STATED EXERCISE 1:
Answer these questions from the David Black biography:
(a) Whose colleague was David Black for some time?
(b) In what year was Black cited before the Council?
(c) What did his brethren in the ministry resolve that Black should do about the citation?
STATED EXERCISE 2: Write the next part of the David Black biography, picking up after its last sentence.

Tuesday, October 7, 2014

Reformation Month: Biography of David Black (Part 1)

DAVID BLACK was for some time colleague to the worthy Mr. Andrew Melville, minister of St. Andrews. He was remarkable for zeal and fidelity in the discharge of his duty as a minister, applying his doctrine closely against the corruptions of that age, whether prevailing among the highest or lowest of the people; in consequence of which, he was, in the year 1596, cited before the Council, for some expressions uttered in a sermon, alleged to strike against King James VI and his Council, but his brethren in the ministry thinking that, by this method of procedure with him, the spiritual government of the house of God was intended to be subverted, resolved that Black should decline answering the citation; and that, in the meantime, the brethren should be preparing themselves to prove from the Holy Scriptures that the judgment of all doctrine, in the first instance, belonged to the pastors of the Church.

DATA SHOWN:

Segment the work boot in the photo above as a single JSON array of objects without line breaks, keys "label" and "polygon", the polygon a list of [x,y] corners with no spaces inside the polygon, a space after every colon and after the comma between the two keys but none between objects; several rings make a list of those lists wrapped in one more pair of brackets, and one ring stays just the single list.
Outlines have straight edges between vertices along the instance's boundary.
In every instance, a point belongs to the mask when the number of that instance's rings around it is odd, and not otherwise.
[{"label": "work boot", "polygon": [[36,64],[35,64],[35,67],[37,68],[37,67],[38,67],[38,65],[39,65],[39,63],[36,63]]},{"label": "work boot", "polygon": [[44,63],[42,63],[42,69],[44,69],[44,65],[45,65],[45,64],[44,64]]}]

FINAL ANSWER 1:
(a) Mr. Andrew Melville's
(b) 1596
(c) Decline answering it

FINAL ANSWER 2:
Accordingly David Black, on the 18th November 1596, gave in a declinature to the Council to this effect: that he was able to defend all that he had said; yet, seeing his answering before them to that accusation might be prejudicial to the liberties of the Church, and would be taken for an acknowledgment of his Majesty's jurisdiction in matters merely spiritual, he was constrained to decline that judicatory —1. Because the Lord Jesus Christ had given him His word for a rule, and that, therefore, he could not fall under the civil law, only in so far as, after trial, he should be found to have passed from his instructions, which trial only belonged to the prophets, etc. 2. The liberties of the Church, and discipline presently exercised, being confirmed by divers acts of Parliament, approved of by the Confession of Faith, and the office-bearers of the Church being now in the peaceable possession thereof, the question of his preaching ought first, according to the grounds and practice foresaid, to be judged by the ecclesiastical senate, as the competent judges thereof at the first instance. This declinature, with a letter sent to the different presbyteries, was, in a short time, subscribed by between three and four hundred ministers, all assenting to and approving of it.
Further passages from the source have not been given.